Stored dataset items

————————

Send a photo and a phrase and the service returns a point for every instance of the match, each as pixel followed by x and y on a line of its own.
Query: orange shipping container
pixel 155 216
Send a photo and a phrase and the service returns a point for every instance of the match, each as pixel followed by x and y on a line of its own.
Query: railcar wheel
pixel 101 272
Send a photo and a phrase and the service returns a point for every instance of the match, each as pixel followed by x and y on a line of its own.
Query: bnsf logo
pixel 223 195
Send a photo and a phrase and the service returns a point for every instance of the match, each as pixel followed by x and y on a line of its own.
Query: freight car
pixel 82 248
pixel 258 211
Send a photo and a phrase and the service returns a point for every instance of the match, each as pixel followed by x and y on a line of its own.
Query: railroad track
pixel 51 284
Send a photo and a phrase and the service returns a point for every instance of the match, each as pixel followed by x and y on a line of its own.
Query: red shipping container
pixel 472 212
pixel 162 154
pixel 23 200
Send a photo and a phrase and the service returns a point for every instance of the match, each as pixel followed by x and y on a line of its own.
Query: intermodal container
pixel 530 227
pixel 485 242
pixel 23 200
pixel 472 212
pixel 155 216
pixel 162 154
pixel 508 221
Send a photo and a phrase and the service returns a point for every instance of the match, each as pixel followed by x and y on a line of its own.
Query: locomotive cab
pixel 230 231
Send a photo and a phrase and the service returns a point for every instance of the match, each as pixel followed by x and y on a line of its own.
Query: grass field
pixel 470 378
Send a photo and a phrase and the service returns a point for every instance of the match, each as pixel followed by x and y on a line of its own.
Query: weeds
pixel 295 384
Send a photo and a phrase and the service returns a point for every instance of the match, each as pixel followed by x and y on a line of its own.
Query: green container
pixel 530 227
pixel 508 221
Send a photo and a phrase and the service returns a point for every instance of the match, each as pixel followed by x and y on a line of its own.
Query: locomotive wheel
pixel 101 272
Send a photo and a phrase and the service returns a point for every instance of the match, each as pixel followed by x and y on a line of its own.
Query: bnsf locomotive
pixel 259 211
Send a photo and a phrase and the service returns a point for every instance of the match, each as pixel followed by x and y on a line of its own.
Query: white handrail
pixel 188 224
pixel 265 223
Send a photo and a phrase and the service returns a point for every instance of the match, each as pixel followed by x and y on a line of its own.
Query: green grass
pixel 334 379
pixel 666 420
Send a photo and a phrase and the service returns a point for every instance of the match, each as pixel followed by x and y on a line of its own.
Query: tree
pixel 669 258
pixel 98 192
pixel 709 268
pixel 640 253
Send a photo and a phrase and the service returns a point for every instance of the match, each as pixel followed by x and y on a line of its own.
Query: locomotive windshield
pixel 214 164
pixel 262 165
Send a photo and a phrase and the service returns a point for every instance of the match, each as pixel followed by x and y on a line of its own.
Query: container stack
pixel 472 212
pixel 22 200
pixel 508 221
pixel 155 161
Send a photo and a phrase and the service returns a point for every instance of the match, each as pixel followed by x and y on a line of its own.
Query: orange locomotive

————————

About this task :: Write the data back out verbatim.

Answer to this task ::
Send a photo and a phrase and the service returns a point for every instance of the match, each as pixel followed by x and y on a line of its own.
Query: orange shipping container
pixel 155 216
Send a photo and a phrase and the service returns a point for every instance of the match, each as pixel followed by x and y on a line of its own.
Query: railcar wheel
pixel 101 272
Send a photo and a phrase and the service returns a point for every instance of the match, each as pixel followed by x and y on a line of its own.
Query: bnsf logo
pixel 223 195
Send a photo and a phrase and the service returns a point for every instance of the match, each as pixel followed by x and y on a line of its own.
Query: freight car
pixel 82 248
pixel 258 211
Send a photo and a phrase and the service returns a point for every instance of the match, each as pixel followed by x and y on a line of its own.
Query: railroad track
pixel 51 284
Send a photo and a phrase and the service returns a point for every instance of the match, each as pixel followed by x and y on a line of its own.
Query: red shipping container
pixel 472 212
pixel 162 154
pixel 23 200
Send a photo and a phrase and the service returns a point for every instance of the match, each as pixel followed by x and y on a line of its own.
Query: intermodal container
pixel 530 227
pixel 485 242
pixel 23 200
pixel 472 212
pixel 155 216
pixel 162 154
pixel 508 221
Send a photo and a phrase and the service returns a point for every instance of the match, each as pixel followed by x and y on a line of its own.
Query: locomotive cab
pixel 230 231
Send a photo and a phrase and the service returns a point for every instance of the match, each as pixel followed by x and y on a line of its own.
Query: grass field
pixel 470 378
Send a photo and a phrase and the service returns a point for every instance of the match, each as pixel followed by x and y on a line of its own.
Query: weeds
pixel 295 384
Send a photo and a phrase and the service returns a point for every instance of the match, each as pixel followed by x and y on a line of its own.
Query: green container
pixel 530 227
pixel 508 221
Send a photo and a phrase and the service returns a point for every instance of the match, each as pixel followed by x and y on a line of its own.
Query: locomotive wheel
pixel 101 272
Send a photo and a phrase and the service returns a point for every instance of the match, each as pixel followed by x and y on a line of its own.
Query: bnsf locomotive
pixel 259 211
Send a photo and a phrase and the service returns a point for every instance of the match, each as pixel followed by x and y on a line of its own.
Query: white handrail
pixel 188 224
pixel 265 223
Send a photo and a phrase and the service returns a point for every instance of the match, each as pixel followed by x and y on a line of its own.
Query: green grass
pixel 334 379
pixel 666 420
Send a photo and a phrase and the service returns a point for every instance of the match, each as pixel followed by x and y on a line of its own.
Query: tree
pixel 669 258
pixel 98 192
pixel 709 268
pixel 640 253
Send a photo and a phrase and the service returns a point for every instance of the match, each as pixel followed by x and y on a line of its own.
Query: locomotive windshield
pixel 214 164
pixel 262 165
Send a photo and a phrase and the service returns a point for every instance of the match, each as pixel followed by x and y on a line of its own.
Query: container stack
pixel 472 212
pixel 22 200
pixel 508 221
pixel 155 161
Send a photo and a phrase and the service returns a point for every instance of the match, each as pixel followed by x and y on a line of its own.
Query: orange locomotive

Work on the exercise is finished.